* What the task requires
Pull out every line of the listing below that contains the string "covered", treating uppercase and lowercase as different.

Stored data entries

········

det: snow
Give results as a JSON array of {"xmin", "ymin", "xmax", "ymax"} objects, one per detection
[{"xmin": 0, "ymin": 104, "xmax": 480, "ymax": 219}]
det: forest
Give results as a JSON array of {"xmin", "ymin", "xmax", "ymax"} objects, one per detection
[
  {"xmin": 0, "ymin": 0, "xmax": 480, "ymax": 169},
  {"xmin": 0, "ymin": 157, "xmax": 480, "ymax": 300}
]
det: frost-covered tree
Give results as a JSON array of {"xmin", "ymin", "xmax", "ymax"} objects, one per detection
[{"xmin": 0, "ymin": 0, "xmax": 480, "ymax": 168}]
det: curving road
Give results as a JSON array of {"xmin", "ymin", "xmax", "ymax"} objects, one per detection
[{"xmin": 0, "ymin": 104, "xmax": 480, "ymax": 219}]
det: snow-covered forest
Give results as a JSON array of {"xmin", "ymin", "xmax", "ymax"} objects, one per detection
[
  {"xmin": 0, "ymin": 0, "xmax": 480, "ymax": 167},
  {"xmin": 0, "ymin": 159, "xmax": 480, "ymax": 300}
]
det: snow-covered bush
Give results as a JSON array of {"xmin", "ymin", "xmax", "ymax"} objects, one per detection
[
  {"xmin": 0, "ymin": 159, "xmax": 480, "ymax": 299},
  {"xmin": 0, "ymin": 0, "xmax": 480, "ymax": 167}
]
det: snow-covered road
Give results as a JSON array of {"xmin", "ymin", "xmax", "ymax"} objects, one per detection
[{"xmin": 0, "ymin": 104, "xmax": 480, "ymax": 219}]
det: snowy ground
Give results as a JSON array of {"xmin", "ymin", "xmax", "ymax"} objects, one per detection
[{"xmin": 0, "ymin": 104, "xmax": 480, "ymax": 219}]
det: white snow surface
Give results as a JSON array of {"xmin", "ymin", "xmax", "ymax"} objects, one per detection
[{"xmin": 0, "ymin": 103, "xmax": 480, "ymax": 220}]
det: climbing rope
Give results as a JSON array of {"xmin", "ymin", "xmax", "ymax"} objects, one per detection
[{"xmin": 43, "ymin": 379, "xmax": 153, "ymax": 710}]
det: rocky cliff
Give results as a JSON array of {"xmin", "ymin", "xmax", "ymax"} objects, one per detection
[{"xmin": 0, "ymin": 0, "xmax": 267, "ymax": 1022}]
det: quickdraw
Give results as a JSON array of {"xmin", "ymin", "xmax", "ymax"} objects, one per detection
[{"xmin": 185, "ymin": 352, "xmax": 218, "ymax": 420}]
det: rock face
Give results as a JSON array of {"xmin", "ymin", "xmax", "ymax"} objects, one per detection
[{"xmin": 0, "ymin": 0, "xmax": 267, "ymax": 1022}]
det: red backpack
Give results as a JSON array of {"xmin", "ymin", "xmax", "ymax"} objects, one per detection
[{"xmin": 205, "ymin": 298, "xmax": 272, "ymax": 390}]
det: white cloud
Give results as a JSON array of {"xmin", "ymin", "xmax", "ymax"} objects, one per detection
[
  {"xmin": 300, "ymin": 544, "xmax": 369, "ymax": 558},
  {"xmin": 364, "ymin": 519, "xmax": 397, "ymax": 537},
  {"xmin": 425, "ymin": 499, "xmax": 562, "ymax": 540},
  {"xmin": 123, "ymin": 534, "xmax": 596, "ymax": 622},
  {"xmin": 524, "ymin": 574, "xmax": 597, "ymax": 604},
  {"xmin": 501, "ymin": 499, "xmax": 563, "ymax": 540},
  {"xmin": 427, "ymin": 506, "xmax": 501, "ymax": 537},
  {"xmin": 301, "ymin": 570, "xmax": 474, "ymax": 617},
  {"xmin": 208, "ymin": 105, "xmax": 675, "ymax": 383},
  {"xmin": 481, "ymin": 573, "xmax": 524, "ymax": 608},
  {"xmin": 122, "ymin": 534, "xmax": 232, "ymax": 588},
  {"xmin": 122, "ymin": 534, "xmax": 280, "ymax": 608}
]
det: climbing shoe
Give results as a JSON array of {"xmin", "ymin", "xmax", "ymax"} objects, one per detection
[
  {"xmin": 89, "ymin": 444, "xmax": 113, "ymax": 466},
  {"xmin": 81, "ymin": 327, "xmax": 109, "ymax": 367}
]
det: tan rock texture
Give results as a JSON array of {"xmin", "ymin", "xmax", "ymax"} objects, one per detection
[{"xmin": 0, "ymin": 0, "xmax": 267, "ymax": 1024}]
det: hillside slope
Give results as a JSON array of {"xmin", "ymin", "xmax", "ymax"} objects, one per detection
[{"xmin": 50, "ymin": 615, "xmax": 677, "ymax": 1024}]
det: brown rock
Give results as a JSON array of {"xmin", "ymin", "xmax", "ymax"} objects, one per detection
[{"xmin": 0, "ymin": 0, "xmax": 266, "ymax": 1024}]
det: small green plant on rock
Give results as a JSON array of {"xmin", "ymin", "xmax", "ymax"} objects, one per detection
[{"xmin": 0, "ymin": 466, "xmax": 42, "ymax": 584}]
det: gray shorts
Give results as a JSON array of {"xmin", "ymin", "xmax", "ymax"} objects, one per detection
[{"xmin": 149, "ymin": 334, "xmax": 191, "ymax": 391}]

········

* Result for this exercise
det: frost-covered tree
det: snow-covered forest
det: snow-covered bush
det: snow-covered road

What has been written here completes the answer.